**SELECTED TEXT**
_ _ _

Today, Rick Scott, the front man and funder of Conservatives for Patients’ Rights (CPR), talked up his agenda with Kathryn Jean Lopez of the National Review. After being asked about his view of health care reform, Scott touted his experience as a hospital executive as a model:
Kathryn Jean Lopez: Why are you stepping up to the health-care plate now?
Richard L. Scott: America is ready to improve health care. I believe there needs to be a strong advocate for patients’ rights, someone who has worked in the health-care industry. I hope my experiences focusing on reducing costs and improving outcomes can help ensure that any health-care proposals that are implemented focus on choice, competition, accountability, and personal responsibility.
In 1987, Scott didn’t start his hospital business for the sake of improving the quality of care, but rather wanted to “do for hospitals … what McDonald’s has done in the food business.” Indeed, through an aggressive strategy of rapid acquisitions and consolidation, Scott made his Hospital Corporation of America/Columbia Hospital Corporation into one of the largest health care companies in the world. Forbes magazine noted Scott ruthlessly bought “hospitals by the bucketful and promised to squeeze blood from each one.”

_ _ _

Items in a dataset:
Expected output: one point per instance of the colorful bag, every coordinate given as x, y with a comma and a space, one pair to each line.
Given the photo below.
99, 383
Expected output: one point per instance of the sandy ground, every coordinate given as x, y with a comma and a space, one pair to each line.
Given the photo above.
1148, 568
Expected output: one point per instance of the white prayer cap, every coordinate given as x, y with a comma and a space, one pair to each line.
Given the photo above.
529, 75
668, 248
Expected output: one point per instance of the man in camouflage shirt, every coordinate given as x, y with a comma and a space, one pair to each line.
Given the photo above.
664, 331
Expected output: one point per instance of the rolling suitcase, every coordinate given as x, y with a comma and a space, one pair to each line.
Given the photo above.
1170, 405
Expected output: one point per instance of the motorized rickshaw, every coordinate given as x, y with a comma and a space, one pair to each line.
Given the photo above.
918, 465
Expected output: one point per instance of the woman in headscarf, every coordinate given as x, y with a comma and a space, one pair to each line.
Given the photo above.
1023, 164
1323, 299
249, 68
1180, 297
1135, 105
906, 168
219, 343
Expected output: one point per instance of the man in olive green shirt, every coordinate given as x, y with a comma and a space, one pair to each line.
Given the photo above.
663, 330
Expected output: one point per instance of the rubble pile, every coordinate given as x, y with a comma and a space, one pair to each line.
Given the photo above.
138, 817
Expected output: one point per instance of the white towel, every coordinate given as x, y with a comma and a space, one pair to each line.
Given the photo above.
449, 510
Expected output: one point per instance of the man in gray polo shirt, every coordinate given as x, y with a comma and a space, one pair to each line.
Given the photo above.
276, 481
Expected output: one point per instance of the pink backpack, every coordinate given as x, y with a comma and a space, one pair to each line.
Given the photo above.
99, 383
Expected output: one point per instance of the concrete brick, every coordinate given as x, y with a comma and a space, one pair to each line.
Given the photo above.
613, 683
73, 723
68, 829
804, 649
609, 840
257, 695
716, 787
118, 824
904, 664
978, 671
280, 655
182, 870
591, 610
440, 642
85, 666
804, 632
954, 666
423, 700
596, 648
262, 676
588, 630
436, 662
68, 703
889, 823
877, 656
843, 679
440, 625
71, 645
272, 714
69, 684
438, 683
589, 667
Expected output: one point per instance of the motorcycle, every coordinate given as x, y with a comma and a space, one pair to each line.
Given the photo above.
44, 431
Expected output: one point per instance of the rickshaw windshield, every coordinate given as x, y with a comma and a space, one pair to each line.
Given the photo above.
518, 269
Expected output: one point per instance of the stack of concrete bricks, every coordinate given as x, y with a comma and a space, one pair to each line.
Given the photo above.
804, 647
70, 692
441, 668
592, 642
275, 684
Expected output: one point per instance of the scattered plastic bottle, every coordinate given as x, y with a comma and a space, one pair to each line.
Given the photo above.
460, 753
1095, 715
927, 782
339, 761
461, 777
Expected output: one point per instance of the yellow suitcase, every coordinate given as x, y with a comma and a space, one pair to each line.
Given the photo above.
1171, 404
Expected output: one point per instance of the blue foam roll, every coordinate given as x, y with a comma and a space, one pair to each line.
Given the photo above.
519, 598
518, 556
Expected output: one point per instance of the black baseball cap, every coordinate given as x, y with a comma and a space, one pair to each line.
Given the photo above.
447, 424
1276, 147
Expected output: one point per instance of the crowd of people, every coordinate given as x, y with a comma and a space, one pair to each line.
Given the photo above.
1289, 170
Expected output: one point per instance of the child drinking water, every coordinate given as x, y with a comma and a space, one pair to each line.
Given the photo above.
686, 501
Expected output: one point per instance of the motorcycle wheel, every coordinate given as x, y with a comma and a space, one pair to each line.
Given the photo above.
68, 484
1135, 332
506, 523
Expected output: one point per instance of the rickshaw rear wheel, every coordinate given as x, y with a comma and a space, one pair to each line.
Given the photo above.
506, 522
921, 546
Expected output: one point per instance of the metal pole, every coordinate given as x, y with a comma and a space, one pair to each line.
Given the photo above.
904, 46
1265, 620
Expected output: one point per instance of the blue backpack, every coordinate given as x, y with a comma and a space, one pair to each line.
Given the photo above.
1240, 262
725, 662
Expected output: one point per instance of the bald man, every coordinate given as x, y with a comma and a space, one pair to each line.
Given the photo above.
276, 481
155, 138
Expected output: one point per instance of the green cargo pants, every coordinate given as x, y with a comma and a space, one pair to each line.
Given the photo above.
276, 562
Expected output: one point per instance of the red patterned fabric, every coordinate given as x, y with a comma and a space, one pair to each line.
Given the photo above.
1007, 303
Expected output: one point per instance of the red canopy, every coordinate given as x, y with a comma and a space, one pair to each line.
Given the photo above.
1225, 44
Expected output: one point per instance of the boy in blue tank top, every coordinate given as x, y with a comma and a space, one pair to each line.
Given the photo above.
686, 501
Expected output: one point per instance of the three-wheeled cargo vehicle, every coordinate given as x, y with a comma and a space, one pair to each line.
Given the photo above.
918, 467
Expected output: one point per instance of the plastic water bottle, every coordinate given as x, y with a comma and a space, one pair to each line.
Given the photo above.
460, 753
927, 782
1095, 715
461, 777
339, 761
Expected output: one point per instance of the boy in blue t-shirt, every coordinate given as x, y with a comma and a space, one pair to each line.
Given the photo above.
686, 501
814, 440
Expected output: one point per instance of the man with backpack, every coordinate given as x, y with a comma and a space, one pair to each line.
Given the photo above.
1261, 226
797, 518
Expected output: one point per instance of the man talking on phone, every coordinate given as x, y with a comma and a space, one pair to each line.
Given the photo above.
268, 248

_ _ _

**SET OF TASKS**
1 - According to the passage on Rick Scott, in what year did Scott start his hospital business?
2 - In the passage on Rick Scott, what qualities does Scott say health-care proposals should focus on? Name all of them.
3 - Copy the stretch of the passage on Rick Scott from "Richard L. Scott: America" through "and personal responsibility.".
The material has no part in this work.

**ANSWERS FOR THIS EXERCISE**
1 - 1987

2 - Choice, competition, accountability, and personal responsibility.

3 -
Richard L. Scott: America is ready to improve health care. I believe there needs to be a strong advocate for patients’ rights, someone who has worked in the health-care industry. I hope my experiences focusing on reducing costs and improving outcomes can help ensure that any health-care proposals that are implemented focus on choice, competition, accountability, and personal responsibility.